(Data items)
========================

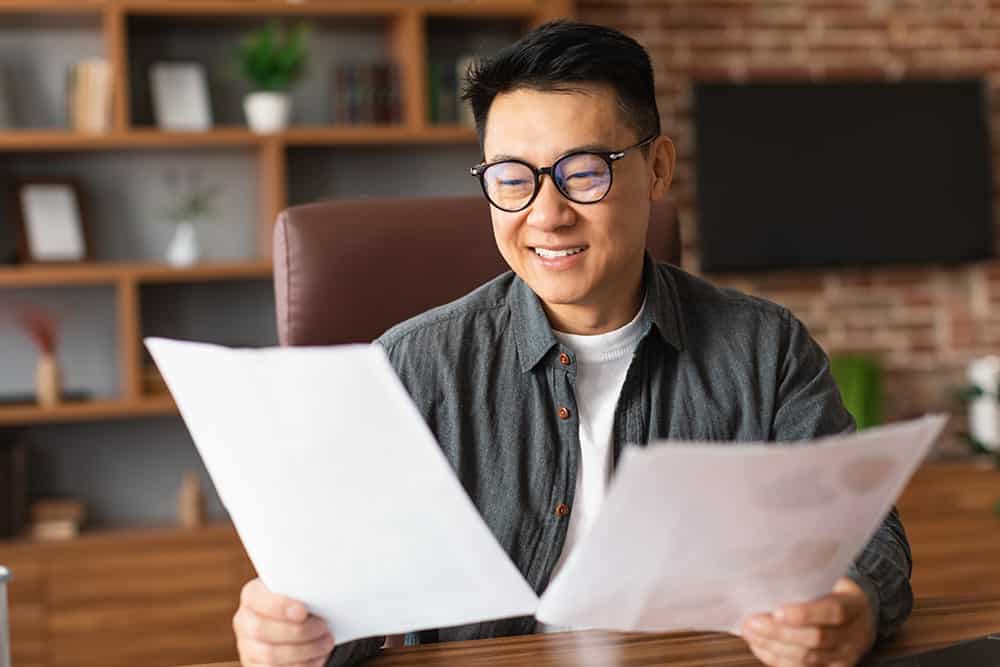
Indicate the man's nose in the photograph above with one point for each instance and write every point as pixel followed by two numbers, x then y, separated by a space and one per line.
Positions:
pixel 550 210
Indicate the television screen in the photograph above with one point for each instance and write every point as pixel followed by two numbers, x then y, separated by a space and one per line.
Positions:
pixel 803 175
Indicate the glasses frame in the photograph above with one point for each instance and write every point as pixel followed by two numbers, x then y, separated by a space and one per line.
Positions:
pixel 609 157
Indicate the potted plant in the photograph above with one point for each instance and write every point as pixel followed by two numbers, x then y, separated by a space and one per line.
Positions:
pixel 191 202
pixel 272 60
pixel 41 329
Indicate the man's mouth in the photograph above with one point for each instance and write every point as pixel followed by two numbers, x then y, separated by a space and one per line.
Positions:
pixel 545 253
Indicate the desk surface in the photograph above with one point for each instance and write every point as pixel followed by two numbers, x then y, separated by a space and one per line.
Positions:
pixel 935 622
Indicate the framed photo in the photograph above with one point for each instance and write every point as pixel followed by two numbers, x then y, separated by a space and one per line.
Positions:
pixel 50 216
pixel 180 97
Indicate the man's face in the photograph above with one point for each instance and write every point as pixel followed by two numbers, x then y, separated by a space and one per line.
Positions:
pixel 539 127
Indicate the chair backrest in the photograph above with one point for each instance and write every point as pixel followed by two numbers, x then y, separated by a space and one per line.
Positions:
pixel 345 271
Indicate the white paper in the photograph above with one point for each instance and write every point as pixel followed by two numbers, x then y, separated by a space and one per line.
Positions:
pixel 701 536
pixel 338 489
pixel 180 96
pixel 52 223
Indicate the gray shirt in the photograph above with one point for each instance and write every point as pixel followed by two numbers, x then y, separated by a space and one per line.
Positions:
pixel 497 390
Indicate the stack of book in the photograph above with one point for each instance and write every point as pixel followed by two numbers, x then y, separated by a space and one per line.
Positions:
pixel 366 93
pixel 445 80
pixel 89 96
pixel 55 519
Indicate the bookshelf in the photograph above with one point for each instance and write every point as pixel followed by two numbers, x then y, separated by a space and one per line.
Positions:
pixel 183 585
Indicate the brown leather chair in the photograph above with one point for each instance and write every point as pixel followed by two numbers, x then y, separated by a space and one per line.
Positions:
pixel 345 271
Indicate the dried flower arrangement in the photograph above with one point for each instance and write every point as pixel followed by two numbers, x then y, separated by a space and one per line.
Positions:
pixel 40 327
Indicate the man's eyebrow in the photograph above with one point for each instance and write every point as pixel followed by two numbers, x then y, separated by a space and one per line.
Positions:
pixel 595 148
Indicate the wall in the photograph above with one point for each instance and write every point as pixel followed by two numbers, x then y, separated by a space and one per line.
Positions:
pixel 923 323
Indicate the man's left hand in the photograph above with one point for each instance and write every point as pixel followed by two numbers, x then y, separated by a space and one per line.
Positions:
pixel 836 630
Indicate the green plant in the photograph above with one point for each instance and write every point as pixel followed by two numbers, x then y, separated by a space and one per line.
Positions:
pixel 191 200
pixel 859 379
pixel 272 58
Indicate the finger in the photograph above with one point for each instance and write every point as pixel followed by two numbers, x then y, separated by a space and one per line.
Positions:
pixel 283 654
pixel 830 610
pixel 249 624
pixel 810 637
pixel 765 655
pixel 790 653
pixel 262 600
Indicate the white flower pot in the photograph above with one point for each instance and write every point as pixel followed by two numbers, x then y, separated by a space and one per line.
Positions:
pixel 183 249
pixel 984 411
pixel 267 112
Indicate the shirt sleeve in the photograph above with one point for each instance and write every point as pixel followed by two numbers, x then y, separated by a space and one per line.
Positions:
pixel 808 406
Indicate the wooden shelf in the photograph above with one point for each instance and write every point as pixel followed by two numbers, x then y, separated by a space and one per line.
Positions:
pixel 98 273
pixel 98 410
pixel 63 140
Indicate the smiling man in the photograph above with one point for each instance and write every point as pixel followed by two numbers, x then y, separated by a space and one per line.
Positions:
pixel 534 382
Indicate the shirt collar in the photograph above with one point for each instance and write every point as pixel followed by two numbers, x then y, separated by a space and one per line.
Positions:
pixel 533 333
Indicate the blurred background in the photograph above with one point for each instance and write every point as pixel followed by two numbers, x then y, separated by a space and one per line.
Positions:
pixel 835 156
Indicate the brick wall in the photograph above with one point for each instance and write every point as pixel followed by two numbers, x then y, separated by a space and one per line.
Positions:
pixel 923 323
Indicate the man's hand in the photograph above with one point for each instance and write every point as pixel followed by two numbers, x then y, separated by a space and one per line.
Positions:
pixel 274 630
pixel 835 630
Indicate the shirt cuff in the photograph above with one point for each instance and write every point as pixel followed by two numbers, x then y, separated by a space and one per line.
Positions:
pixel 871 592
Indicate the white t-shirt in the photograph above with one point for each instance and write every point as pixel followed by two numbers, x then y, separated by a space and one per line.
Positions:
pixel 602 364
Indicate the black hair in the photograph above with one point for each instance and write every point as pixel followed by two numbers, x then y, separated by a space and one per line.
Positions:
pixel 561 55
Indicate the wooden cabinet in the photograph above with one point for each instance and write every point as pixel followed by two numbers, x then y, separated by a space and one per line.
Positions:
pixel 157 597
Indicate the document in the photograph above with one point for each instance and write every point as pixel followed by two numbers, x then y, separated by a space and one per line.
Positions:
pixel 701 536
pixel 344 501
pixel 338 489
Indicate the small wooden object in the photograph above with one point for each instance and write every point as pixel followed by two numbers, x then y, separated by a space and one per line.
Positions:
pixel 48 383
pixel 190 502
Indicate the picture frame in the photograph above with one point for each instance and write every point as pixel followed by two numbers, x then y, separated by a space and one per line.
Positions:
pixel 180 98
pixel 50 216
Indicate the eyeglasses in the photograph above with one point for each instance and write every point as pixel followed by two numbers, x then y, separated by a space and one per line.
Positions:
pixel 583 177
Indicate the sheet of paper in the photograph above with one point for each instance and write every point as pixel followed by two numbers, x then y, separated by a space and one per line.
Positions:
pixel 338 489
pixel 699 536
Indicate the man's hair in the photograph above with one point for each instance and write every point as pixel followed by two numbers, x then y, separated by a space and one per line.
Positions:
pixel 562 56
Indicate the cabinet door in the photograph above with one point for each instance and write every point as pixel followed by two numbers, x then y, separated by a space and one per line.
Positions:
pixel 155 602
pixel 27 613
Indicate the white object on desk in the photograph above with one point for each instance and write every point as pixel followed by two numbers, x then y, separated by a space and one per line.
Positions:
pixel 337 488
pixel 702 536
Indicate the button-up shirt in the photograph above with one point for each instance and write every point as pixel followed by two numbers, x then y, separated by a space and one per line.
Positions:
pixel 497 390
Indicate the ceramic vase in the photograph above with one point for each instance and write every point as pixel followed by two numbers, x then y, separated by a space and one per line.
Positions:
pixel 267 112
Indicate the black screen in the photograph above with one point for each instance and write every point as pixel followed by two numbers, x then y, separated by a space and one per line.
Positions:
pixel 797 175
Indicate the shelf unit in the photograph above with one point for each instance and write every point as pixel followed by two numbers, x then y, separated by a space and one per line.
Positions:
pixel 407 29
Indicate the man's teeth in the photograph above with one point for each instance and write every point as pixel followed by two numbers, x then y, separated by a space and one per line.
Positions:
pixel 542 252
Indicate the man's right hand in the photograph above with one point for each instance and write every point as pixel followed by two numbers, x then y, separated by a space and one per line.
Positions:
pixel 274 630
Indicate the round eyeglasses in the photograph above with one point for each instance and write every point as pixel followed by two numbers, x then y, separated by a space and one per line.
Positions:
pixel 583 177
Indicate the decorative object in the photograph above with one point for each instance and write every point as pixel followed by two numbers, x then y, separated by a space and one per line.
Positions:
pixel 859 379
pixel 272 60
pixel 89 96
pixel 982 395
pixel 41 329
pixel 56 519
pixel 6 112
pixel 192 202
pixel 50 221
pixel 190 501
pixel 180 97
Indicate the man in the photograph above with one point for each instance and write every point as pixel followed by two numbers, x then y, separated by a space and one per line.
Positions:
pixel 534 382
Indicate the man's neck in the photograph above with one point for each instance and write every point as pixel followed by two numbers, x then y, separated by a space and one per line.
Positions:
pixel 590 320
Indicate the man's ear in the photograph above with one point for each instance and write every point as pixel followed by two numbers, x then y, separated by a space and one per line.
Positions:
pixel 663 155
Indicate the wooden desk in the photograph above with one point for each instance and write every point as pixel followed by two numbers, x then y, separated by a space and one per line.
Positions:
pixel 935 622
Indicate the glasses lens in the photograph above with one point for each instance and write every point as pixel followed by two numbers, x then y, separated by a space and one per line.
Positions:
pixel 583 177
pixel 509 185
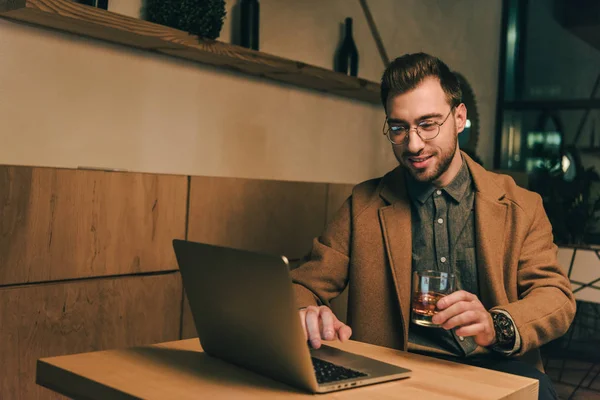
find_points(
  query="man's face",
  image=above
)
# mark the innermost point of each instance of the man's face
(437, 160)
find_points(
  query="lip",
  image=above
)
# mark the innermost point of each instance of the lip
(419, 162)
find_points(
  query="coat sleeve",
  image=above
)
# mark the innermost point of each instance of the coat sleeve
(324, 274)
(546, 305)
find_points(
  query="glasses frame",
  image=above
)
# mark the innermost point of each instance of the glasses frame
(386, 132)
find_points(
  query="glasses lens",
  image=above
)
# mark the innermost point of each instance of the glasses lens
(428, 130)
(396, 134)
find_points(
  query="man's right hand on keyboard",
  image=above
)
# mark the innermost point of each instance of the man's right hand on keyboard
(319, 323)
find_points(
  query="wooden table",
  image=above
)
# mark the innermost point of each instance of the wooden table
(180, 370)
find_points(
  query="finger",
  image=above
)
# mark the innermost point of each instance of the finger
(303, 322)
(470, 330)
(327, 321)
(454, 298)
(462, 319)
(312, 327)
(344, 332)
(441, 317)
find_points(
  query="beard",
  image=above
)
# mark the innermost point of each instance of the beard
(433, 173)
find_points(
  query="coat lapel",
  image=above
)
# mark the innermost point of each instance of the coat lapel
(395, 222)
(490, 221)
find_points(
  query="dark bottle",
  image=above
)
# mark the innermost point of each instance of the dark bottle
(249, 20)
(346, 60)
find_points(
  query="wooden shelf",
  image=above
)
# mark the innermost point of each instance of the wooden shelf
(67, 16)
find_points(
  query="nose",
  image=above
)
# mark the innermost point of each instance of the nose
(415, 143)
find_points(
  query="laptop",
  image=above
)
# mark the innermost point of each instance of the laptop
(244, 310)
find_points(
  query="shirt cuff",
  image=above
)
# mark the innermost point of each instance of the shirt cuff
(517, 346)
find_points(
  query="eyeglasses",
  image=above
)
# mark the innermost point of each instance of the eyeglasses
(427, 130)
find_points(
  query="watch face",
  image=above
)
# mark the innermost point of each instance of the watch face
(505, 331)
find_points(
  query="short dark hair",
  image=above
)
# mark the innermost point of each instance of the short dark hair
(407, 71)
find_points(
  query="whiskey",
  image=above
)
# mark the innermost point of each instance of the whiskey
(424, 307)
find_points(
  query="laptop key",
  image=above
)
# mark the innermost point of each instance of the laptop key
(328, 372)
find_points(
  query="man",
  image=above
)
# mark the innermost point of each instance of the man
(438, 210)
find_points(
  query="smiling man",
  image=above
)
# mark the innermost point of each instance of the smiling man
(438, 210)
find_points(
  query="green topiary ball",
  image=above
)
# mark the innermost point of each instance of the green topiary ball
(199, 17)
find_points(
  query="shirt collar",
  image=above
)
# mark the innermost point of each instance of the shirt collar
(420, 191)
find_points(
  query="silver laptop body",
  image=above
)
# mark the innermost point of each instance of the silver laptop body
(245, 313)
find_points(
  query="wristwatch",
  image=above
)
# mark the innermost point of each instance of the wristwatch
(505, 331)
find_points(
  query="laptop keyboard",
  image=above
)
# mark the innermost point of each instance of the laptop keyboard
(327, 372)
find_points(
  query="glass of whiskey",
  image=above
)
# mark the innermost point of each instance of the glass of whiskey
(427, 288)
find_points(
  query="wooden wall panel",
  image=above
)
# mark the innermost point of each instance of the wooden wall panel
(267, 216)
(45, 320)
(59, 223)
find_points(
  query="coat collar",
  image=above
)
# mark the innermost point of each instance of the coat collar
(490, 216)
(393, 187)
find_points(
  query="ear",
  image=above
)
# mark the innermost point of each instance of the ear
(460, 117)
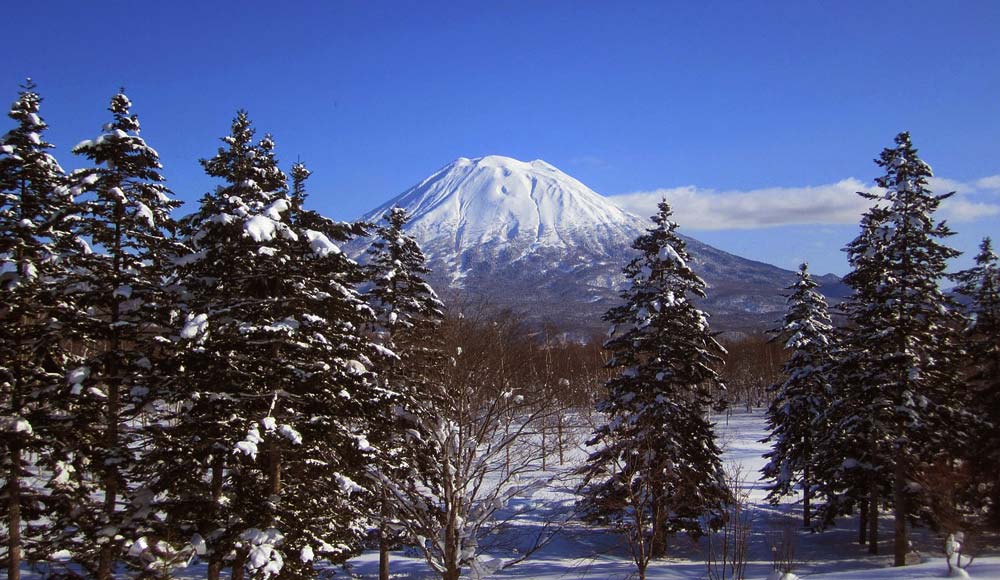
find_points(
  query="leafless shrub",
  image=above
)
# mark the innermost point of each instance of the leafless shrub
(728, 546)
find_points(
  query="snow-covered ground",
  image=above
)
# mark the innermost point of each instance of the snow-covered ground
(581, 551)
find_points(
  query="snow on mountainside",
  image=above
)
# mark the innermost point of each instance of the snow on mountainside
(526, 236)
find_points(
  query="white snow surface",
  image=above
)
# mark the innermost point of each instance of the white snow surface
(588, 552)
(593, 553)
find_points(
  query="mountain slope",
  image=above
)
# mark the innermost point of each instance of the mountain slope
(526, 236)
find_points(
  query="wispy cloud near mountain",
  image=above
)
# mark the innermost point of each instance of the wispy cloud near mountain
(835, 203)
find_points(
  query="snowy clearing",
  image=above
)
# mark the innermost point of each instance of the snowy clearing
(581, 551)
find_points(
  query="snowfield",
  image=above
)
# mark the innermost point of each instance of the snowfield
(581, 551)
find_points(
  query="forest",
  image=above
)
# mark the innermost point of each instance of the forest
(228, 391)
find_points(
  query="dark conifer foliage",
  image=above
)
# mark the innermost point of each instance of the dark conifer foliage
(657, 470)
(896, 377)
(981, 284)
(408, 316)
(796, 412)
(266, 458)
(35, 236)
(122, 311)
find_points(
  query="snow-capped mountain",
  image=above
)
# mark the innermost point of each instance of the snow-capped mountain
(526, 236)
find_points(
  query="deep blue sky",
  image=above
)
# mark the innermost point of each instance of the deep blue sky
(626, 96)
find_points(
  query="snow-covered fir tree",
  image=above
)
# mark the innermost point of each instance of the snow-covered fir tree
(408, 314)
(981, 284)
(264, 464)
(797, 409)
(896, 385)
(848, 469)
(122, 311)
(657, 470)
(35, 205)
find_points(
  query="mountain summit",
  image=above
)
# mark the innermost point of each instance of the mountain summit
(499, 207)
(526, 236)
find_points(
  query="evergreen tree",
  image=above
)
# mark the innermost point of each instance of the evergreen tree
(35, 207)
(849, 470)
(981, 284)
(261, 464)
(796, 412)
(408, 314)
(657, 471)
(122, 311)
(899, 393)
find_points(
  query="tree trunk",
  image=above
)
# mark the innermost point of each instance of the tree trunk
(545, 450)
(238, 566)
(274, 469)
(863, 523)
(901, 543)
(107, 554)
(14, 514)
(383, 556)
(383, 541)
(873, 519)
(215, 567)
(806, 497)
(559, 427)
(215, 560)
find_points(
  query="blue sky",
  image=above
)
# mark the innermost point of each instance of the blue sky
(729, 106)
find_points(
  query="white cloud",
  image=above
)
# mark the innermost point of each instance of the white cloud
(835, 203)
(989, 183)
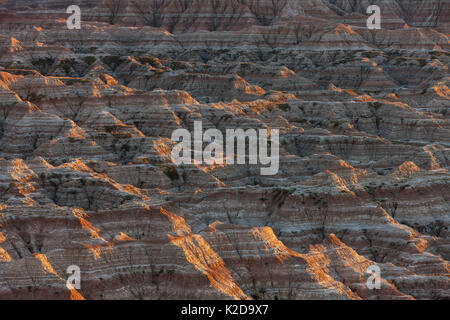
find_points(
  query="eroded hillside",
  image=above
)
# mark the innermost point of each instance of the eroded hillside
(86, 177)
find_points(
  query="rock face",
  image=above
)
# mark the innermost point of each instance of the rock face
(86, 177)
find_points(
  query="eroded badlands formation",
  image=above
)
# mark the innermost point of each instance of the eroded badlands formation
(86, 177)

========================

• Exercise directions
In the entries above, find each line containing the string "paper" and copy it.

• Response below
Indicate the white paper in the photograph above with one point for each instance and write every point as pixel followed by two numbers, x then y, separated by a space and one per line.
Indicate the sheet of paper in the photograph above with one point for each instance and write every point as pixel followed by two numbers, x then y, separated by a space and one per line.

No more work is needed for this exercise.